__SELECTED TEXT__.
* * * * * * * * *

Valuing Indigenous cultural connections

Ecosystem accounts are intended to help people monitor the health of the environment, by measuring (‘valuing’) the ways in which humans benefit from nature. These accounts are based on the ecosystem services framework which groups benefits into three broad categories:

  • provisioning services, including food, fresh water, wood, fibre and fuel
  • regulating services, including natural processes that control flood and disease, purify water, reduce erosion and store carbon
  • cultural services, where nature inspires and supports spirituality, provides aesthetic benefits, and is used for recreation, tourism and education.

In western cultures, it is common to estimate the monetary value of these services by working out how much they benefit humans. Values may be compared with each other or added together to estimate the value of an entire ecosystem.

Indigenous cultural values, Country knowledge and management practices provide critical insights about valuing and maintaining our precious ecological resources. The federal Department of Agriculture, Water and the Environment is developing an experimental system to account for ecosystem services. Working together with our Indigenous partners, we will consider whether it is possible to include cultural connections to Country within these experimental accounts, or whether there are alternative ways of recognising Indigenous cultural values.

Ecosystem accounting approaches may not be compatible with Indigenous values, concepts and relationships with Country. First, it is not always appropriate to use money as a metric. Second, the ‘western’ ecosystem service categories may have little or no meaning in Indigenous contexts. Third, these approaches consider that benefits only flow from nature to people. But caring for Country is a two-way reciprocal relationship – people look after Country, and Country looks after people.

* * * * * * * * *

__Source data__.
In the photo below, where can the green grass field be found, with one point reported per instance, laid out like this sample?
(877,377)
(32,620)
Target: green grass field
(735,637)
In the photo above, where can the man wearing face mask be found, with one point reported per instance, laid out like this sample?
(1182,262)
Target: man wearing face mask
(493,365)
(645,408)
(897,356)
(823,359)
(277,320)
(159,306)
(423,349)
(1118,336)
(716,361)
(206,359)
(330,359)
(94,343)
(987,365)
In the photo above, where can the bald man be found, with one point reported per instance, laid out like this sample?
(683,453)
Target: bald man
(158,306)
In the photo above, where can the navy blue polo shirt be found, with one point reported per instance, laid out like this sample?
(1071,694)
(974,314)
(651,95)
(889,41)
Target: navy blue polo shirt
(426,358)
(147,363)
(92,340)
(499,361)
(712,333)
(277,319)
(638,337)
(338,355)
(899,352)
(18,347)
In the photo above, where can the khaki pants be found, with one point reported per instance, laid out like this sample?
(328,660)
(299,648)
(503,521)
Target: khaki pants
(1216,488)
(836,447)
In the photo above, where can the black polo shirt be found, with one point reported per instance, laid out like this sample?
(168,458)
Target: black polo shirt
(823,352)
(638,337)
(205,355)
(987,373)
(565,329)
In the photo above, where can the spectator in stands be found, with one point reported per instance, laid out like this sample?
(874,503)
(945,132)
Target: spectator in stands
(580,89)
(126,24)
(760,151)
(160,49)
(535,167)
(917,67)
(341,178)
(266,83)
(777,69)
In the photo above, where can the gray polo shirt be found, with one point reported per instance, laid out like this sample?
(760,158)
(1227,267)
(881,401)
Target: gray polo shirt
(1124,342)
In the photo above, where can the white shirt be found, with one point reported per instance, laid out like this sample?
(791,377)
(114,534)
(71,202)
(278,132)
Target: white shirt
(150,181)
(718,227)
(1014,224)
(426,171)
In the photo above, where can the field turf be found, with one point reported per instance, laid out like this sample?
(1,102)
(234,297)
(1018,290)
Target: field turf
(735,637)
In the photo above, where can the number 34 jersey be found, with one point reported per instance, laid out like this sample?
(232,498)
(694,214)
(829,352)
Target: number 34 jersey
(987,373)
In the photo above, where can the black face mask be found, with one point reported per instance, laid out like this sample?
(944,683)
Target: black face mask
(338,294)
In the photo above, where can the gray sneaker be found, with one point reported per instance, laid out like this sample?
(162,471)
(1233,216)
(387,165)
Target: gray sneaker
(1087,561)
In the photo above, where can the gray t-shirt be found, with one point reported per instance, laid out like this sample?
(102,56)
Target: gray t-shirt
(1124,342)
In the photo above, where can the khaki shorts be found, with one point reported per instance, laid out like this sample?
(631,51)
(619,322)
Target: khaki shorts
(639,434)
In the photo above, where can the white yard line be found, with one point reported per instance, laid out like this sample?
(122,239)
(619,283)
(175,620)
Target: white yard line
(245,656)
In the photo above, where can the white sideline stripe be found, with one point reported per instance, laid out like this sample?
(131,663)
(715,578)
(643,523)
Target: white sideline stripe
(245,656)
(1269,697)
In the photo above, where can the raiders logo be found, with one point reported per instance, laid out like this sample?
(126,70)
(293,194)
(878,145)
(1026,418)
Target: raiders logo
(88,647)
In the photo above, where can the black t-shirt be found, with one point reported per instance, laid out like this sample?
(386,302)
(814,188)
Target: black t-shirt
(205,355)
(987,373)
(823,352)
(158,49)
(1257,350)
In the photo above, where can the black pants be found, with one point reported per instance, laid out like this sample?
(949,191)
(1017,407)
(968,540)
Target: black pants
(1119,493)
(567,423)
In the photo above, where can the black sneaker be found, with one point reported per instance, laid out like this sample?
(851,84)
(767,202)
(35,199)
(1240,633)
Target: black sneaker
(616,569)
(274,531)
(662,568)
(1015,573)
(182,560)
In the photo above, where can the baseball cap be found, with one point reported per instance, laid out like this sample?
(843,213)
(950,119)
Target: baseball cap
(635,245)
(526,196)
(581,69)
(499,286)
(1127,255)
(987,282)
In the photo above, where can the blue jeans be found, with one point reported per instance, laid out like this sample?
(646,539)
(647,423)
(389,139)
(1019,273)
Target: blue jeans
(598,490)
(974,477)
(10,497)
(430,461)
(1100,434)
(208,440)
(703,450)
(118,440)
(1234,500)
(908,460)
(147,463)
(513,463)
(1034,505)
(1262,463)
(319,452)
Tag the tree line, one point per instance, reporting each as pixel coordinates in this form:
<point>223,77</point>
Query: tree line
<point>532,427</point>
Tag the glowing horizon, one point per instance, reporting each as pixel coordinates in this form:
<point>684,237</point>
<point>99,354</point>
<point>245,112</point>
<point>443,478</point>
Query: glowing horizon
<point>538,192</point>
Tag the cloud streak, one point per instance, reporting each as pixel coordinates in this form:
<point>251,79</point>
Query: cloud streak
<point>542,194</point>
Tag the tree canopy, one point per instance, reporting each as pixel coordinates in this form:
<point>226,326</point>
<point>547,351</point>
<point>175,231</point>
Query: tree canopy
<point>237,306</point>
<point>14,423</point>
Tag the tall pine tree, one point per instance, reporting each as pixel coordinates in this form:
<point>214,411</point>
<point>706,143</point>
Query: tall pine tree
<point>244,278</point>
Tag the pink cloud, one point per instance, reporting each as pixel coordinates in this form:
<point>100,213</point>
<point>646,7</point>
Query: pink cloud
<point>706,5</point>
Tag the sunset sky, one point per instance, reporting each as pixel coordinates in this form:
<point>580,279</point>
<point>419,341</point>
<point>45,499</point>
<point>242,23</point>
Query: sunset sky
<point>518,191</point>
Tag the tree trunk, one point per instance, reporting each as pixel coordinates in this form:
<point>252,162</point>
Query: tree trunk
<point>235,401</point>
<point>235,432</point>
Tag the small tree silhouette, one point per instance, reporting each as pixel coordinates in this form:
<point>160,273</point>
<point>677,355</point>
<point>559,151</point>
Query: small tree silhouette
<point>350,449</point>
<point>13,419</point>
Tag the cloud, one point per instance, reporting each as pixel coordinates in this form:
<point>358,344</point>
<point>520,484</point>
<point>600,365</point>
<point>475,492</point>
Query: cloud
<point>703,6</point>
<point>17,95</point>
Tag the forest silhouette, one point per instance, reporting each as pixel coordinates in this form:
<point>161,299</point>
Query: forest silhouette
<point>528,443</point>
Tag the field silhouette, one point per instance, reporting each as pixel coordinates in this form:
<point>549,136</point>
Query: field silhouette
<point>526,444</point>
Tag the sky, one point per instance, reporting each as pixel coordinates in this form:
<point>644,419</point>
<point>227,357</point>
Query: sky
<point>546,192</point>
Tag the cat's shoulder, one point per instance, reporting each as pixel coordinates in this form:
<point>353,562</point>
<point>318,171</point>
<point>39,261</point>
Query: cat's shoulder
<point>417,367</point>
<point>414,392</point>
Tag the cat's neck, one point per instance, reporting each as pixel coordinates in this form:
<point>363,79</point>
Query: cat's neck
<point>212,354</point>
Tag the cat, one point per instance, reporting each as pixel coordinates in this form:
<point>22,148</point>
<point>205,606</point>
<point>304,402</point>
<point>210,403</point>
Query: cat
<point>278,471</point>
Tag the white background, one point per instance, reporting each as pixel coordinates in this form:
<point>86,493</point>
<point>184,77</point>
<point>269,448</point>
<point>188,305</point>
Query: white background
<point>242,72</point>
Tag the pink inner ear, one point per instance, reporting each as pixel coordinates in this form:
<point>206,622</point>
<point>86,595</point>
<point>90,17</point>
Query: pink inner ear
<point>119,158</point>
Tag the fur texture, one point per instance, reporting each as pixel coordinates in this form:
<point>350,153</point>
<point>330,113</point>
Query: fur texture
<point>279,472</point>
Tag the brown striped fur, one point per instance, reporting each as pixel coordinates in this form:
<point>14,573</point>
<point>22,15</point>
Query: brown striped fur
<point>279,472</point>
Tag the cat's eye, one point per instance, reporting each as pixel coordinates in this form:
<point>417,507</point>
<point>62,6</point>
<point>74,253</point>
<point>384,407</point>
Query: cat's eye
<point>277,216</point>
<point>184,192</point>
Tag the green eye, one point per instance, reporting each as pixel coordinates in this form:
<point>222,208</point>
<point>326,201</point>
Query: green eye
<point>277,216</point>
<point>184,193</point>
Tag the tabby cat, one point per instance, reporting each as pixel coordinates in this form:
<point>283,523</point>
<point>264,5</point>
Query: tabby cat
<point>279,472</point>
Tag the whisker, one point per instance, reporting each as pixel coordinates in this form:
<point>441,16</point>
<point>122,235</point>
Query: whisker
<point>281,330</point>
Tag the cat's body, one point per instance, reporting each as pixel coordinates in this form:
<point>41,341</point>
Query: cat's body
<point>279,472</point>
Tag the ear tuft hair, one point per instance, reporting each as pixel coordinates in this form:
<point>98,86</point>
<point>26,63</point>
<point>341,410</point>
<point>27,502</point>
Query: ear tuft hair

* * * * * * * * *

__TASK REQUIREMENTS__.
[1] Answer each question from the text on valuing Indigenous cultural connections.
(a) Which federal department is developing an experimental system to account for ecosystem services?
(b) In western cultures, how is the monetary value of ecosystem services commonly estimated?
(c) What is the first reason given for why ecosystem accounting approaches may not be compatible with Indigenous values?
[2] List every example of provisioning services named in the text on valuing Indigenous cultural connections.
[3] Repeat word for word the stretch of the text on valuing Indigenous cultural connections from "Ecosystem accounting approaches" through "looks after people.".
The rows play no part in this work.

__RESPONSES TO THE TASKS__.
[1]
(a) The Department of Agriculture, Water and the Environment.
(b) By working out how much the services benefit humans.
(c) It is not always appropriate to use money as a metric.

[2] food, fresh water, wood, fibre, fuel

[3]
Ecosystem accounting approaches may not be compatible with Indigenous values, concepts and relationships with Country. First, it is not always appropriate to use money as a metric. Second, the ‘western’ ecosystem service categories may have little or no meaning in Indigenous contexts. Third, these approaches consider that benefits only flow from nature to people. But caring for Country is a two-way reciprocal relationship – people look after Country, and Country looks after people.